#### Metin Parçası:
==*==

Eskişehir denilince ilk akla gelen ve geziye ilk başlanılan yer Odunpazarı’dır. Nedir Odunpazarı’nın özelliği? Tarihi geçmişi Osmanlı dönemine kadar giden Eskişehir’in kültür merkezi Odunpazarı’dır. Eskişehir’de konakladığımız Öğretmenevinden yaklaşık 15 dakika mesafede olan Odunpazarı’na yürüyerek gidiyoruz. Hava güneşli ama kuru bir soğuk var. Mevsim kışa dönmüş aylardan Kasım,  o kadar da olacak değil mi?Yolumuz üstünde Mal Hatun‘un at üzerindeki heykelini görüyoruz. Mal Hatun Şeyh Edebali’nin kızı ve Osmanlı Devletinin kurucusu Osman Gazi’nin ilk eşi.

Ayazı yüzümüzde hissederek Odunpazarı’na yaklaşıyoruz ve ilk olarak bizi karşılayan tabela önünde fotoğrafımızı çekiyoruz. Sabahın erken saatleri olduğu için herhalde kimseler yok.

Odunpazarı şehrin ilk yerleşim yeridir.  Bir rivayete göre Eskişehir’e yerleşmeyi düşünen ilk halk Odunpazarı ve şimdiki Porsuk Çayı’nın olduğu bölgeye birer koyun ciğeri asarlar. Hangisi çok dayanırsa orayı yerleşim bölgesi seçeceklerdir. Odunpazarı’na asılan ciğer daha geç bozulur ve ilk yerleşim burada oluşur. Odunpazarı’nın diğer ilçelere göre yükseltisi daha fazladır. Adı nereden geliyor derseniz? Eskiden şehirlerde buğday, kömür pazarları olurmuş. Eskişehir’ de de odun pazarı varmış. Buraya çevre mahallelerden odunlar gelirmiş ve isim de öyle oluşmuş. Odunpazarı’nda yerdeki bu heykel artık şehrin sembolü haline gelmiş. Herkesin bir resmi vardır.

==*==

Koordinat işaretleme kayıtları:
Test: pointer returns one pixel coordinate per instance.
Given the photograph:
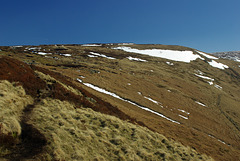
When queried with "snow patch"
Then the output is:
(79, 80)
(211, 83)
(118, 97)
(101, 55)
(206, 55)
(156, 102)
(217, 65)
(136, 59)
(204, 77)
(183, 117)
(66, 54)
(42, 53)
(200, 103)
(169, 63)
(217, 86)
(184, 111)
(92, 56)
(91, 45)
(182, 56)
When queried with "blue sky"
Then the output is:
(207, 25)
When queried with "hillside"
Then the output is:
(118, 102)
(231, 55)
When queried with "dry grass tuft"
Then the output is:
(82, 134)
(13, 99)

==*==

#### Yazılı Talep 1:
Odunpazarı metnine dayanarak şu soruları yanıtlayın:
(a) Mal Hatun kimin kızıdır?
(b) Rivayete göre ilk halk, Odunpazarı'na ve Porsuk Çayı'nın bulunduğu bölgeye ne asmıştır?
(c) Konaklanan Öğretmenevi Odunpazarı'na yaklaşık kaç dakika mesafededir?
#### Yazılı Talep 2:
Odunpazarı metnini son cümlesinden sonra kaldığı yerden sürdürün.
Kayıtların bu işle hiçbir ilgisi yoktur.

#### Yanıt 1:
(a) Şeyh Edebali'nin.
(b) Birer koyun ciğeri.
(c) Yaklaşık 15 dakika.

#### Yanıt 2:
Odunpazarı’na geldiğimizde geleneksel Anadolu Türk Mimarisi örneklerini koruyan ahşap süslemeli birbirine yapışık rengarenk cumbalı evleri bizi karşılıyor. Odunpazarı Belediyesinin “Odunpazarı Evleri’ni Yaşatma Projesi” ile bu semtteki evler restore edilmeye başlanmış ve Odunpazarı ”Tarihi ve Kentsel Sit” olarak koruma altına alınmıştır. UNESCO Dünya Miras Listesi’nde yer alan Odunpazarı evlerinin yoğun olarak bulunduğu 30 sokakta 300 ev, 3 Camii, 1 Külliye, 2 Kervansaray, 15 Çeşme, 1 Han’ın restorasyonu ve aslına uygun yapımı gerçekleştirilmiştir.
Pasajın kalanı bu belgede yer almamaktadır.